### WHAT THE TASK REQUIRES
Omit the pictures, then reproduce every remaining record exactly.

------------------------

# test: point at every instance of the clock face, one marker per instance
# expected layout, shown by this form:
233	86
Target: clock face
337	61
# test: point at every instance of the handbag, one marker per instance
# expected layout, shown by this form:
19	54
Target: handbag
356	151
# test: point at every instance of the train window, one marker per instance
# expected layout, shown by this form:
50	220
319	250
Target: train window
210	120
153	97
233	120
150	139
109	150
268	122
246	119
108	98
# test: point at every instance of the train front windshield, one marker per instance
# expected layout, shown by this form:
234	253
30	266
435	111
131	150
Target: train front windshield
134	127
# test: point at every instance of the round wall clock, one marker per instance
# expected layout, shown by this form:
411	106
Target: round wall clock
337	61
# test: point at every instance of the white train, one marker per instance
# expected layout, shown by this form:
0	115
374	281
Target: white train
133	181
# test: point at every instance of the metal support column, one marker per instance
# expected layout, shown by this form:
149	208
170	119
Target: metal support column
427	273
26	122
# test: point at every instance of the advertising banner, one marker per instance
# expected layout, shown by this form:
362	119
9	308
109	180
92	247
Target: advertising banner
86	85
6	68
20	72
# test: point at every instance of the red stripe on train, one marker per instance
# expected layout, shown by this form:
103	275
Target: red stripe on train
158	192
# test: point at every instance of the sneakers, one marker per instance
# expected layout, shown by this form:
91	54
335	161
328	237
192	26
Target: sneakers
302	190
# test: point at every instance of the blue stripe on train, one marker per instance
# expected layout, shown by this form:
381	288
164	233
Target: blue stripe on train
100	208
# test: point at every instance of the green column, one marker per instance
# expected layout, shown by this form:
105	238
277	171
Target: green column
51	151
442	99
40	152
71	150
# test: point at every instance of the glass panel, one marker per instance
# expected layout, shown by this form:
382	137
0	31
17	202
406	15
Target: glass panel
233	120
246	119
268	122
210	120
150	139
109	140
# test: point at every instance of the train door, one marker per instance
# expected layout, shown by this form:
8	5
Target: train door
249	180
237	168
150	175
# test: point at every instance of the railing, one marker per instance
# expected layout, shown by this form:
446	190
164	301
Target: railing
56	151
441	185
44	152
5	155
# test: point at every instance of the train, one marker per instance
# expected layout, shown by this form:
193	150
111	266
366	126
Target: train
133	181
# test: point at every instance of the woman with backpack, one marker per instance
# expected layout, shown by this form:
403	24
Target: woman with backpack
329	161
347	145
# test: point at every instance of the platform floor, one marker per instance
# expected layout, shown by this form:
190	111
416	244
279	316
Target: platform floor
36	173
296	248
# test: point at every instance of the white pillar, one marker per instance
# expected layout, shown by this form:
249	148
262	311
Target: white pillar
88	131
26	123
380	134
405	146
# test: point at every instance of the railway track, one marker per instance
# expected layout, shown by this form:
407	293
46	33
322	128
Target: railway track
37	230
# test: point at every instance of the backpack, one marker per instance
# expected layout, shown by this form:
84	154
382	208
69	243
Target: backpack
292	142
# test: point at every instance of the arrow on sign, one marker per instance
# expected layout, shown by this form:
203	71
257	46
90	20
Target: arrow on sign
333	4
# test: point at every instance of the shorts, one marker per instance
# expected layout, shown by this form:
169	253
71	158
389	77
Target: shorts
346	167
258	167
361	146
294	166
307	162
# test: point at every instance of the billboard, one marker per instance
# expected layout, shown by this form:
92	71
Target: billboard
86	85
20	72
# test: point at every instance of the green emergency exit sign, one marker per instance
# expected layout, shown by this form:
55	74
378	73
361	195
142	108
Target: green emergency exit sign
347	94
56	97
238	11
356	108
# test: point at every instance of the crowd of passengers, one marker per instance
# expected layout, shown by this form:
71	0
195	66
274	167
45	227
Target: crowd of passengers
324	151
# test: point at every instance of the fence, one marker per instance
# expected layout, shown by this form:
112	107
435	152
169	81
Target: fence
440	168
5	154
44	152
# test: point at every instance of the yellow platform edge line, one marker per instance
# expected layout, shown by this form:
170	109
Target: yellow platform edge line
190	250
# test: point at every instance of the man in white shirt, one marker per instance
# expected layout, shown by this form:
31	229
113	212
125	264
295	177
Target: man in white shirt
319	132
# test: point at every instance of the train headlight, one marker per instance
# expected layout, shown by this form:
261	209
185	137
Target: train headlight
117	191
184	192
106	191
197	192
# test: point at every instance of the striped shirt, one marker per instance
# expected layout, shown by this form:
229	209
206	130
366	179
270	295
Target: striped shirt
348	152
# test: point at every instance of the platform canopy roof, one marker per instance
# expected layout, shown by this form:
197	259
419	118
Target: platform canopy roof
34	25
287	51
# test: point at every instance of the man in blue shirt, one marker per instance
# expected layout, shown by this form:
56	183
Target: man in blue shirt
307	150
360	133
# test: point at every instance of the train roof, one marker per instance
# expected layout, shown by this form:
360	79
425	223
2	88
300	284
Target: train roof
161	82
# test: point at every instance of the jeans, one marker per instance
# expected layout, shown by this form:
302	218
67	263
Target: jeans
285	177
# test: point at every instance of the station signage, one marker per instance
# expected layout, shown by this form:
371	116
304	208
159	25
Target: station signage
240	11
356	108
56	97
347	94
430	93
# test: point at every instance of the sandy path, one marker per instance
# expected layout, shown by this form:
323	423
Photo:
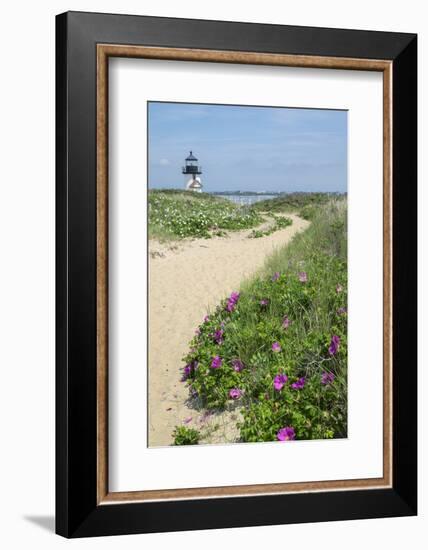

------------------------

### ANSWER TO THE PROBLEM
# test: point at every instance of the clock face, one marker per instance
# expected layout, shown by this form:
233	86
Target: clock face
337	61
# test: point at every instance of the handbag, one marker per instance
# expected layout, shown by this form:
19	54
Target: handbag
356	151
# test: point at every instance of the train window, one marker per instance
# expected layout, shown by this form:
50	220
319	250
Target: train window
210	120
153	97
233	120
150	139
109	150
268	122
246	119
108	98
# test: point at every instance of the train front windshield, one marker per instance
# expected layout, shown by this form:
234	253
30	266
435	111
131	150
Target: train front windshield
134	127
# test: point at every instance of the round wall clock, one marker per instance
# expected layout, shown by this form:
411	106
Target: round wall clock
337	61
# test: point at every instance of the white train, one marker per instance
# expected layout, shown by this form:
0	115
374	281
Target: white train
133	181
# test: point at every instance of the metal support column, one marker per instance
# expected layout, shown by this form:
149	208
170	119
Target: metal support column
427	273
26	122
# test: point at every instance of the advertising banner, one marker per instance
# expected layout, shown by this form:
362	119
9	308
109	180
92	247
Target: advertising banner
86	85
6	68
20	72
# test: point at every instance of the red stripe on train, one marker per instance
# expected layout, shown by this form:
103	275
Target: red stripe on train
158	192
# test: point at every instance of the sneakers, one marker per instance
# expected layout, shown by this form:
91	54
335	161
328	237
192	26
Target: sneakers
302	190
# test: point at every instance of the blue stripe on train, one marker per instance
# expected layout, shown by this form:
381	288
164	233
Target: blue stripe on train
100	208
# test: point at every instance of the green column, one marker per instance
# expected layout, shown by this form:
105	238
277	171
Target: green column
51	151
442	99
40	152
71	150
# test: point at every instance of the glass panel, one marker per instance
# expected layout, shown by this form:
382	137
0	31
17	202
406	15
Target: glass panel
233	120
246	119
268	122
210	120
150	139
109	140
# test: point at every instance of the train door, one marker per instance
# expected layout, shown by this form:
8	5
Target: train door
249	180
237	168
150	175
# test: point at every instance of the railing, one marker per instance
# expected layout, shown by this form:
446	190
164	301
Target: railing
56	151
441	185
44	152
5	155
# test: point at every instance of the train, one marker per instance
# expected layout, shown by this form:
193	150
111	266
366	126
Target: train
133	181
# test: point at every instance of the woman with backpack, one marker per instance
# expected layout, shown by this form:
403	24
Target: woman with backpack
329	161
347	145
# test: point at every instance of the platform floor, one marker per instance
# expected layout, shown by this form:
190	111
416	244
279	316
Target: platform floor
36	173
296	248
# test: point at every instance of the white pillar, one marker per instance
# expected layout, shown by this form:
249	148
262	311
Target: white pillar
88	131
26	123
380	134
405	146
# test: point at every instance of the railway track, one marker per instance
# expected layout, shown by this form:
407	293
46	33
322	128
Target: railway track
37	230
# test: point at every instance of the backpack, one marker per instance
# expected layout, shown by this form:
84	154
382	208
69	243
Target: backpack
292	142
# test: point at every instance of the arrow on sign, one marker per instance
# expected layout, shown by this form:
203	71
257	46
90	20
Target: arrow on sign
333	4
# test: point at every instance of the shorts, one marker per instance
# expected layout, shown by this form:
169	253
71	158
389	77
Target: shorts
346	167
258	167
361	146
294	166
307	162
# test: point at every instance of the billboard, one marker per instance
# expected layout, shown by this form:
92	71
Target: billboard
86	85
20	72
# test: point at every instance of the green emergency exit sign, one marker per instance
# expected layout, shown by this form:
55	74
378	73
361	195
142	108
Target: green emergency exit sign
347	94
56	97
238	11
356	108
# test: point at every instance of the crowd of passengers, one marker per instance
# expected layout, shown by this form:
71	0
195	66
274	167
45	227
Target: crowd of passengers
324	151
# test: point at every instance of the fence, one marker per instance
# expected layout, shown by this form:
112	107
435	152
169	81
Target: fence
440	168
5	154
44	152
# test: point at every instance of the yellow platform edge line, one marker per instance
# expected layout, shown by this form:
170	109
Target: yellow platform edge line
190	250
# test: point at every instance of the man in white shirt, one marker per instance
# expected layout, shown by this form:
31	229
113	212
125	264
295	177
Target: man in white shirt
319	132
# test: point at every instance of the train headlight, one marker per instance
# expected layout, shown by this form:
261	209
185	137
Target: train headlight
117	191
184	192
106	191
197	192
# test: point at every instance of the striped shirt, one marker per instance
# expected layout, shown by this form:
229	209
206	130
366	179
270	295
Target: striped shirt
348	152
# test: point at every instance of the platform canopy roof, one marker per instance
# expected layout, shown by this form:
197	259
419	118
Target: platform canopy roof
34	25
287	51
# test: point at every instance of the man in blue shirt, one marker per instance
# expected layout, shown by this form:
56	183
Target: man in blue shirt
307	150
360	133
# test: point at every instance of the train roof, one marker per instance
# expected layout, shown by this form:
360	79
425	223
2	88
300	284
Target: train roof
161	82
# test: point at every instance of the jeans, one marker per instance
# expected layout, shown by this form:
302	218
67	263
Target: jeans
285	177
# test: point at every instance of the station signage, one marker per instance
# expected layout, shown by this form:
371	116
304	208
159	25
Target: station signage
240	11
356	108
56	97
347	94
430	93
# test: point at every instance of the sandy path, one marker per instance
# expected layout, shown by this form:
323	423
Photo:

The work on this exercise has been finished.